*What you have to do*
In the entries below, find the line with "of the roof" and transcribe it and every line after it exactly, through the last line, without pictures.

*Record set*

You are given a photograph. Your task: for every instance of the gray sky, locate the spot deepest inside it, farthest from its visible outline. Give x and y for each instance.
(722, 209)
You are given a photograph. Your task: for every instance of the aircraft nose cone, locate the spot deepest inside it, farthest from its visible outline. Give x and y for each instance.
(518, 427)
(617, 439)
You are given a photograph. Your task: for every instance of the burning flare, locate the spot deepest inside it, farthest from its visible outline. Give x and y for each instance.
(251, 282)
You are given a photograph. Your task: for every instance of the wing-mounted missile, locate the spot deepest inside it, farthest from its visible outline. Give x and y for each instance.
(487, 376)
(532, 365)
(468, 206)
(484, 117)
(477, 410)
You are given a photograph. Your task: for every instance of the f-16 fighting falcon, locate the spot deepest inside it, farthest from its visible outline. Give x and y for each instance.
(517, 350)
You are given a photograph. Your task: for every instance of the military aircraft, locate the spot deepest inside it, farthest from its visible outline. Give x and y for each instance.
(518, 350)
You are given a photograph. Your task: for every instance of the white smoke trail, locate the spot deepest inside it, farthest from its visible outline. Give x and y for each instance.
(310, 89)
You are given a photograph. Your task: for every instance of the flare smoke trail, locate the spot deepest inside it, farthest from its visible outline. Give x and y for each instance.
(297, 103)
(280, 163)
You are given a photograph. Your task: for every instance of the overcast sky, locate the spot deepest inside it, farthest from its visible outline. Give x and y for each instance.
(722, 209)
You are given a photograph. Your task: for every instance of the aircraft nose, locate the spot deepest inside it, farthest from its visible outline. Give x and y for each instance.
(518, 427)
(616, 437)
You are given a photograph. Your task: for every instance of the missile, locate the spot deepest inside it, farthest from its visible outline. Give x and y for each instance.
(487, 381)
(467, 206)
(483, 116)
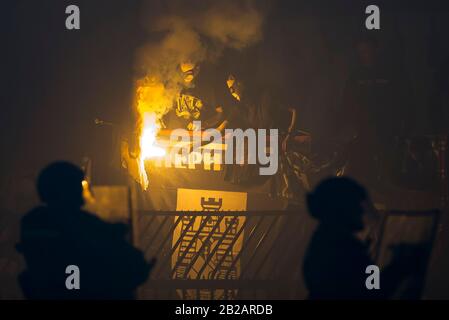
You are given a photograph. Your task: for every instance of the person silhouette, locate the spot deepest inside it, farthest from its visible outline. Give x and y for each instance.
(336, 260)
(60, 234)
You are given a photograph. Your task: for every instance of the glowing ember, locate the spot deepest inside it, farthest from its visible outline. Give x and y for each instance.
(148, 147)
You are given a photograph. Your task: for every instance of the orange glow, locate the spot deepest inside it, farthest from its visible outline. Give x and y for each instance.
(152, 102)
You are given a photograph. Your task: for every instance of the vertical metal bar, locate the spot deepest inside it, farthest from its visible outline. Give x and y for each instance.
(237, 236)
(237, 257)
(155, 234)
(192, 241)
(288, 249)
(259, 244)
(381, 236)
(267, 254)
(170, 253)
(147, 226)
(170, 232)
(217, 224)
(211, 254)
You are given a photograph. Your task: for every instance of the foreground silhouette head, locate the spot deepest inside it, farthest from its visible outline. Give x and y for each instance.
(338, 202)
(60, 185)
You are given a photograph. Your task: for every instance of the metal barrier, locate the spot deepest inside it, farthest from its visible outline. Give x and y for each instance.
(221, 254)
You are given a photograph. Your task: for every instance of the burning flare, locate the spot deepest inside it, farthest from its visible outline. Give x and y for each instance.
(151, 102)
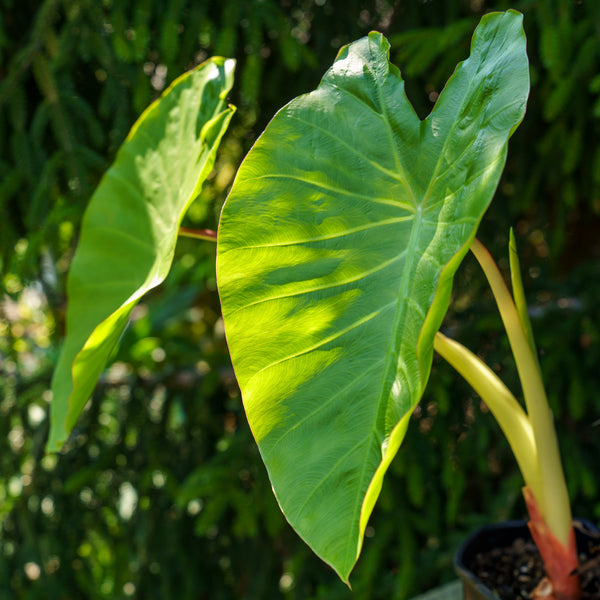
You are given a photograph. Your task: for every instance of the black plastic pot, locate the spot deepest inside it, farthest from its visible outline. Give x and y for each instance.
(502, 536)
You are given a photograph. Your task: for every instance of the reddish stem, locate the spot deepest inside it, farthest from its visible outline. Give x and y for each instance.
(560, 561)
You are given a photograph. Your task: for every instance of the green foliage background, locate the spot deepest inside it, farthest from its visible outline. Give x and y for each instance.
(160, 492)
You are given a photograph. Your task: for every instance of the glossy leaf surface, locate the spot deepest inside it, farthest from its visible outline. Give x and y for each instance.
(130, 227)
(337, 247)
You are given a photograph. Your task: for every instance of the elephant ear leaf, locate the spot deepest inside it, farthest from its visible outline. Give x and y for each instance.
(130, 227)
(336, 251)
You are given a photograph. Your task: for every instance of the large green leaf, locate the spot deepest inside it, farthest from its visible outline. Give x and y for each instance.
(336, 251)
(130, 227)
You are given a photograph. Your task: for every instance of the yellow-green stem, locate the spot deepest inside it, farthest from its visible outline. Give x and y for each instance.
(504, 406)
(198, 234)
(553, 500)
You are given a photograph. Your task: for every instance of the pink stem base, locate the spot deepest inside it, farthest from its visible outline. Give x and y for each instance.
(560, 561)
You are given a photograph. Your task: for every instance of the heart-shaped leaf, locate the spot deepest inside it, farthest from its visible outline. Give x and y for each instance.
(336, 252)
(130, 227)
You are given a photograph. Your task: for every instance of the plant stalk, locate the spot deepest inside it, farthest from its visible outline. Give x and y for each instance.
(553, 500)
(198, 234)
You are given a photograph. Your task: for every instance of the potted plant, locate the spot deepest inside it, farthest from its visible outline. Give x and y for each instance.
(336, 252)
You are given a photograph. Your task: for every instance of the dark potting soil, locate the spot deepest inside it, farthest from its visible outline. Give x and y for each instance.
(514, 572)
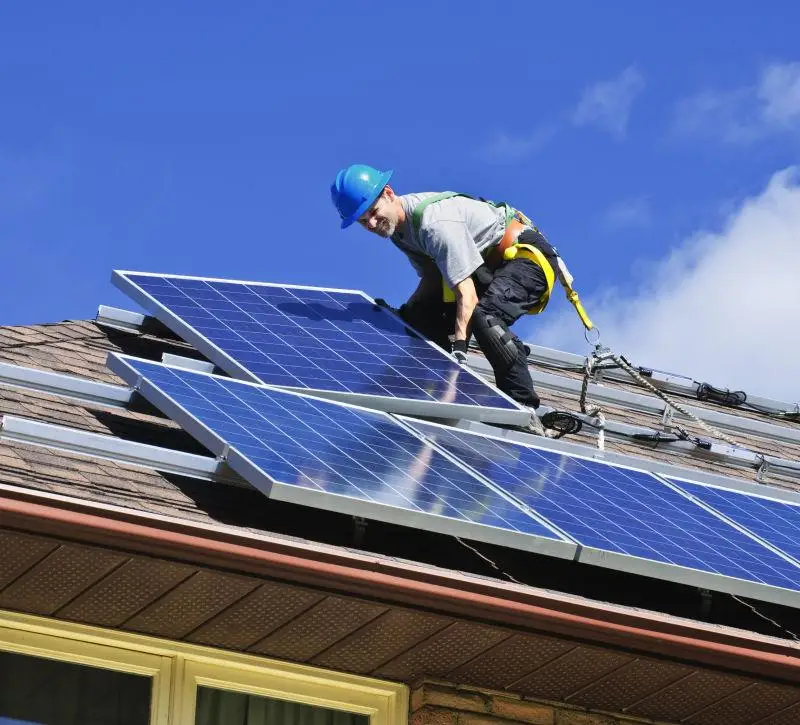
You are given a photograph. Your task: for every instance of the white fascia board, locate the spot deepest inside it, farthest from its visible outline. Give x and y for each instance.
(69, 386)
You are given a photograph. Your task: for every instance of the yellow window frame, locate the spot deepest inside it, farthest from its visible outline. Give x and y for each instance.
(178, 669)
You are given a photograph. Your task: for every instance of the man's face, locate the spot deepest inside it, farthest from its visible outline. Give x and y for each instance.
(383, 216)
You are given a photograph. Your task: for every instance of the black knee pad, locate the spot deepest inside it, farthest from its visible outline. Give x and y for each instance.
(498, 343)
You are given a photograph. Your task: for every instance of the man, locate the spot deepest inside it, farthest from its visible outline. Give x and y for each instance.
(496, 262)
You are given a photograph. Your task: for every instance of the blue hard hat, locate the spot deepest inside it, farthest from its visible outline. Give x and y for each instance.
(355, 190)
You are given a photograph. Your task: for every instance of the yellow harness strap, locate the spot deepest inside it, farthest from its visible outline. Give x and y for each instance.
(528, 251)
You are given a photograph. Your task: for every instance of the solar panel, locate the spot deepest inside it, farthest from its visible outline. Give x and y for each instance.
(776, 522)
(624, 518)
(338, 343)
(337, 457)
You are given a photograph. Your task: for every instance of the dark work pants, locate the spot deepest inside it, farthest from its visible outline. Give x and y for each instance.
(509, 293)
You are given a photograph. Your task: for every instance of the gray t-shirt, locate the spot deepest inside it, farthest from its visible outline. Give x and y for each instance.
(452, 234)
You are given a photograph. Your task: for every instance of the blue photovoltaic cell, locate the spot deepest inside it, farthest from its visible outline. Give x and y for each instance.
(314, 444)
(776, 522)
(313, 339)
(617, 509)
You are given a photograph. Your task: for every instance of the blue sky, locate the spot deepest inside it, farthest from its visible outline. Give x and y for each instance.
(201, 138)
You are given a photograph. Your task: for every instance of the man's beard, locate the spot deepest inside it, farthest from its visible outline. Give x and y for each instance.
(385, 228)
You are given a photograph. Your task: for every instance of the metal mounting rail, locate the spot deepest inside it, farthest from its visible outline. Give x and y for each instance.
(119, 450)
(119, 319)
(668, 382)
(68, 386)
(649, 404)
(739, 457)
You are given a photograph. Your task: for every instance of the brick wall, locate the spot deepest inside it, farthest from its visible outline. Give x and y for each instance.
(439, 703)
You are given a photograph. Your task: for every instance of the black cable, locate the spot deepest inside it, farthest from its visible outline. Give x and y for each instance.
(731, 398)
(562, 422)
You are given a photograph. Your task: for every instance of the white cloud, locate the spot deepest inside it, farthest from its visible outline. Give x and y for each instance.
(744, 114)
(607, 104)
(628, 214)
(505, 148)
(722, 307)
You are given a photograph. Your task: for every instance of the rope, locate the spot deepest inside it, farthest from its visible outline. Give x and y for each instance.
(658, 393)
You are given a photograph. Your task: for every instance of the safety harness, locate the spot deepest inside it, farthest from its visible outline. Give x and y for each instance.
(509, 248)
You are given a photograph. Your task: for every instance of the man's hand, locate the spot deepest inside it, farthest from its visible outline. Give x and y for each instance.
(380, 302)
(458, 349)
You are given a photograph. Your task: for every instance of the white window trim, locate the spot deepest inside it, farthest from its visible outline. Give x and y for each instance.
(178, 669)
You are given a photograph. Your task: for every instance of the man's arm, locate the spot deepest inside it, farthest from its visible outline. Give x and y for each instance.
(466, 301)
(430, 285)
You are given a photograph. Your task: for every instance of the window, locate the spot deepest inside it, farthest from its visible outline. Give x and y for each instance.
(58, 673)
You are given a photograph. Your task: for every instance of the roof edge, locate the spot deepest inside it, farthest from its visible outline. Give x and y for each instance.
(404, 584)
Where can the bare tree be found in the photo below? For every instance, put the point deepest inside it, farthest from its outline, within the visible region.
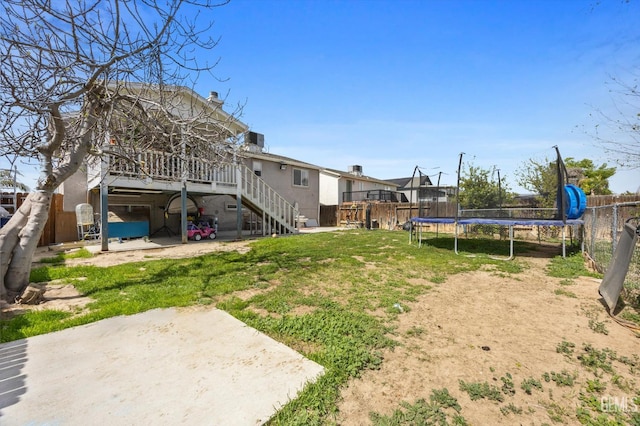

*Output of the task*
You are given a photograph. Your task: for every instance of the roof edge, locate the spot deepest inside it, farthest from its visible outline. Give x and y for each instance.
(404, 584)
Where can the bare tree be found in the photo below? For every instance, put the point deepest inside it, farthest from its outline, within the visible region.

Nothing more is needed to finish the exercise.